(Work order 1): Please quote the article on unencrypted email from "Is This Normal: Recently, a" up to and including "probably don’t control.".
(Work order 2): In the article on unencrypted email, which military post appears on the grandfather's postcard about his release from quarantine?
(Work order 3): Write what comes next in the article on unencrypted email, continuing on from its final sentence.
══ Document text ══
The Dangers of Unencrypted Email

Postcards from War: Recently, I was reading some of my grandfather’s faded postcards from World War I. I happened to read one in which he mentioned being released from quarantine: March 11, 1918, Fort Lewis, Washington – the Spanish Flu pandemic.

Then & Now: Postcards were how our grandparents sent brief messages over long distances. They are the antique analogs to modern email. The messages and attachments you send via email are every bit as private and secure as that dusty, old postcard.

Is This Normal: Recently, a close associate of mine, I’ll call him “John”, was required to take a defensive driving course. The business providing the service asked John to send a copy of his driver’s license. John promptly took a picture of his driver’s license in beautiful, high-definition color and attached it to an unsecure email. He didn’t even question it.

How It Works: Let’s look momentarily at a seemingly benign example to illustrate what happens when you hastily click the “send” button. Say you work for a medical practice and you send an email from your office to a patient. Here’s what happens:

  1. The email leaves your computer.
  2. It travels on your Internet Service Provider’s (ISP) network.
  3. It arrives at your mail server – a server you probably don’t control.
  4. Your hosted email provider then forwards a copy of the email to the patient’s mail server, probably webmail, like Gmail.
  5. A copy of the email languishes on the mail provider’s server.
  6. It then takes the last leg of the journey to land on the patient’s personal computer.

Everybody Sees It: As you can see, at any of those points, the email (like a postcard) can be read by anyone with access. That means, if any of those computers storing a copy of the emails is compromised, so are the emails. All of them.
═══
══ Study material ══
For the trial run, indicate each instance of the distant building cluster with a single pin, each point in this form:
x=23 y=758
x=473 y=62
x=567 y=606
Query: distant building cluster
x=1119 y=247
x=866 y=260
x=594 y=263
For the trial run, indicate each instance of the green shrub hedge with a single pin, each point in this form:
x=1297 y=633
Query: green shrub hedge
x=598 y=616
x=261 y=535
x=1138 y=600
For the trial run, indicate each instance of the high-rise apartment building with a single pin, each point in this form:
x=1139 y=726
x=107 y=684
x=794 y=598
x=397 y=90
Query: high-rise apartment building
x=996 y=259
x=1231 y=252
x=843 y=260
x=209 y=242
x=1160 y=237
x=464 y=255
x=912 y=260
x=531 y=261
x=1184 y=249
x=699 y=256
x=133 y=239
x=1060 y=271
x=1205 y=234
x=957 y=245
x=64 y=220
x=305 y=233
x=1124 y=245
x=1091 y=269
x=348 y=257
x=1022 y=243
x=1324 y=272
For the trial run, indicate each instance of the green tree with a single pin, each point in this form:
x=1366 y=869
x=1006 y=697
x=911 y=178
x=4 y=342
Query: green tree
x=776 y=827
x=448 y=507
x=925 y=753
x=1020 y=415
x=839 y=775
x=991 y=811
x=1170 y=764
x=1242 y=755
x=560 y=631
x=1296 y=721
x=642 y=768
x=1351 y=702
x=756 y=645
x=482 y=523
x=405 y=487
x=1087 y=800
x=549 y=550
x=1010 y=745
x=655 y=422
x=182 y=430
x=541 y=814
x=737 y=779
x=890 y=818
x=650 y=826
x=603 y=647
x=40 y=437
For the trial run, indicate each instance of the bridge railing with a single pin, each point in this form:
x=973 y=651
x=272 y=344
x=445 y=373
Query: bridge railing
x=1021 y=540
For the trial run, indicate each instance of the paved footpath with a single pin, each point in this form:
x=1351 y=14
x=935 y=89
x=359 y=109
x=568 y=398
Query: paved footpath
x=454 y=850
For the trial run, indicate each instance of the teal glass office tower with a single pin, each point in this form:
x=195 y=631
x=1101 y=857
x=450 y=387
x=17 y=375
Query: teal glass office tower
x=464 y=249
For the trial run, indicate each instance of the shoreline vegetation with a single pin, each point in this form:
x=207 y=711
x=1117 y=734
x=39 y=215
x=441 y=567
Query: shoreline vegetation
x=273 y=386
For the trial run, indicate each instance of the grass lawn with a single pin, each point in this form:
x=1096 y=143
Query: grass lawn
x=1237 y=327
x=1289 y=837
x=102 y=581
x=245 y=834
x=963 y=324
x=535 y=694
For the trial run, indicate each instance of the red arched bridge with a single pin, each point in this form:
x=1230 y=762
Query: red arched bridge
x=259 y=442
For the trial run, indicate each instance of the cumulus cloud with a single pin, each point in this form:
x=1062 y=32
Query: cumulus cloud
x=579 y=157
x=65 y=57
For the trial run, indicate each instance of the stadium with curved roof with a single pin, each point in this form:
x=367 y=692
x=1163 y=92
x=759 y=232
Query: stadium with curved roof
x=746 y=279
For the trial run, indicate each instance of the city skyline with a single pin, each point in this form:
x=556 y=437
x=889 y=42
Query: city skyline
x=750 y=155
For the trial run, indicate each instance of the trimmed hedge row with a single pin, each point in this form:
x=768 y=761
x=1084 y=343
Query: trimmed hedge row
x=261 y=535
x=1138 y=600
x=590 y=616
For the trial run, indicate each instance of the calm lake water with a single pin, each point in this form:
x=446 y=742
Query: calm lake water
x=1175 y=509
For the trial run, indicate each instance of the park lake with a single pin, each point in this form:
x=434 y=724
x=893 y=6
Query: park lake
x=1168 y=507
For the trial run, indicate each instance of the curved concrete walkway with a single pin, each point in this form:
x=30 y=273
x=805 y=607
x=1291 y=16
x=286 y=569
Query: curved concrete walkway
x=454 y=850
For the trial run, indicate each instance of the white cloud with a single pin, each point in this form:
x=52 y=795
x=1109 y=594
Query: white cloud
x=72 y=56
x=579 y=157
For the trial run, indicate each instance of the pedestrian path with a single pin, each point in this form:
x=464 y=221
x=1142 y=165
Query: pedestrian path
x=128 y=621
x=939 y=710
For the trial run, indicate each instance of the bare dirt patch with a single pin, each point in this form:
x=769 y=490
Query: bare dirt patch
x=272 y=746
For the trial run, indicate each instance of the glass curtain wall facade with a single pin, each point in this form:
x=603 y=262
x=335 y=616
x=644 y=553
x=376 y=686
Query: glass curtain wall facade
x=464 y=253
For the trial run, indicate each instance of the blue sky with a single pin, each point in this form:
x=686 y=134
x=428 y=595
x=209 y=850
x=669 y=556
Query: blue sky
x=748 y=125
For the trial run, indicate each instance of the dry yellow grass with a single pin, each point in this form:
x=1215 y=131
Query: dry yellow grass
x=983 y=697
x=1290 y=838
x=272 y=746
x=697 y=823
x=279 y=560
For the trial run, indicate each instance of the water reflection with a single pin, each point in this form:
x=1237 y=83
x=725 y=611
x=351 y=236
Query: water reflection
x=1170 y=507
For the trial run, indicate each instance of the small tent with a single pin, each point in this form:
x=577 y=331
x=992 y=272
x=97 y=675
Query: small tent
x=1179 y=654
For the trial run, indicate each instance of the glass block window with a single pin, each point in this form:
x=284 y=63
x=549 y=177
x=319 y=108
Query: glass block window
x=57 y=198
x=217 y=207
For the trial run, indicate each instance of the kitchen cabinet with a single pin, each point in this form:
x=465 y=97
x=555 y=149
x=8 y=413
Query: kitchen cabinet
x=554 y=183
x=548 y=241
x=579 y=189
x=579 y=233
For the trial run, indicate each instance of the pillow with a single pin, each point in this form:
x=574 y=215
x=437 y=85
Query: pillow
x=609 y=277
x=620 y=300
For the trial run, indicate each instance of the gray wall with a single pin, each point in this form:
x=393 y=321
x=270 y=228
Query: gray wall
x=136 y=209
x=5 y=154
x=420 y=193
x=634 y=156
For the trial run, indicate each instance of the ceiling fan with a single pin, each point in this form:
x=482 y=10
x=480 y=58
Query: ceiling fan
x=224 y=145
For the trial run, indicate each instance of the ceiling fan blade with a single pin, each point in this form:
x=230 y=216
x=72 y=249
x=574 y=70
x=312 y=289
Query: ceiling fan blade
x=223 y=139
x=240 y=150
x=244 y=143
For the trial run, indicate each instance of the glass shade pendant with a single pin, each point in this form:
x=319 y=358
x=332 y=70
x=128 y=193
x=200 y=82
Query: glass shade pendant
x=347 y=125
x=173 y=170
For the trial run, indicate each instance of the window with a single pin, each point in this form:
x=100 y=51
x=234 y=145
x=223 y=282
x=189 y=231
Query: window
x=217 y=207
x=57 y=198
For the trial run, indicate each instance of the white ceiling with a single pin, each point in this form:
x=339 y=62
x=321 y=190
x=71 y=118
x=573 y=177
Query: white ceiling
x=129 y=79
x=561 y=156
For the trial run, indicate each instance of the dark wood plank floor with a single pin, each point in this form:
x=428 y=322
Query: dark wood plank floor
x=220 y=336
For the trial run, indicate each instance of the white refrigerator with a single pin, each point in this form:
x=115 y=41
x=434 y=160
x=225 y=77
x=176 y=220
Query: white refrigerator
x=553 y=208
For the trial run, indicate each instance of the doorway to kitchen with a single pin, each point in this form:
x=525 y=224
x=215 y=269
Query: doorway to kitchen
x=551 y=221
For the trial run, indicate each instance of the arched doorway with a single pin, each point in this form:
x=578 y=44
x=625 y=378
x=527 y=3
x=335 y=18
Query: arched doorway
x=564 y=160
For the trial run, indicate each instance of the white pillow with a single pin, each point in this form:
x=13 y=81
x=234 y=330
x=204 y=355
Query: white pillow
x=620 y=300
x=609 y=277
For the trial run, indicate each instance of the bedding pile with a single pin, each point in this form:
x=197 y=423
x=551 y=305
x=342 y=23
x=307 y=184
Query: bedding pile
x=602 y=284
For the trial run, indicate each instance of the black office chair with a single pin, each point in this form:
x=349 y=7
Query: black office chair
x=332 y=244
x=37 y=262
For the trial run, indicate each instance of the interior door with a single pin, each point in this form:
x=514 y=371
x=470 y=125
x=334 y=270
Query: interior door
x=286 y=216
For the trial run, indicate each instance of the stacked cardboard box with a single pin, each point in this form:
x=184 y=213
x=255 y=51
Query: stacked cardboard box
═══
(Final answer 1):
Is This Normal: Recently, a close associate of mine, I’ll call him “John”, was required to take a defensive driving course. The business providing the service asked John to send a copy of his driver’s license. John promptly took a picture of his driver’s license in beautiful, high-definition color and attached it to an unsecure email. He didn’t even question it.

How It Works: Let’s look momentarily at a seemingly benign example to illustrate what happens when you hastily click the “send” button. Say you work for a medical practice and you send an email from your office to a patient. Here’s what happens:

  1. The email leaves your computer.
  2. It travels on your Internet Service Provider’s (ISP) network.
  3. It arrives at your mail server – a server you probably don’t control.

(Final answer 2): Fort Lewis, Washington.

(Final answer 3):
Unsecure By Design: Email is by design, unsecure. That is why you should never, (let me repeat, EVER) include any important, private information in any email, not just the protected health information (PHI) of patients. Unencrypted email is simply the wrong medium for transmitting sensitive data.

From the hhs.gov website:

Patients may initiate communications with a provider using e-mail. If this situation occurs, the health care provider can assume (unless the patient has explicitly stated otherwise) that e-mail communications are acceptable to the individual.

For Healthcare: Now, I’m not a HIPAA lawyer, and this is not legal advice, but basically, if you are a medical practice, you know that much of your communication with patients is over email. In fact, many prefer it. So as long as you warn the patient that your email communication is over unsecure media, and the patient acknowledges, then you may be absolved of the consequences of a PHI breach … maybe. You can even get patient acknowledgment with (ironically) a simple email waiver form that the patient signs and returns to your office, over email.

Secure Options: If you only send PHI through your Electronic Medical Record’s application, it may take care of the encryption for you. But if not, there are email providers that will encrypt your emails. If you use Microsoft Office 365, there is a tier that will allow you to encrypt email. Other email providers like ProtonMail offer encryption capabilities. A Chrome extension even exists allowing you to encrypt Gmail. It can be a little inconvenient because you have to think up a strong password for each email, then you have to deliver the password to your patient by calling or texting them. If emails containing sensitive data are sent infrequently, the risk is lower. You decide whether you’d rather go through the effort or experience a breach.

You don’t have to protect sensitive data forever. Its value degrades over time. Conversely, that little postcard my grandfather hastily scrawled over 100 years ago is ever more precious to me.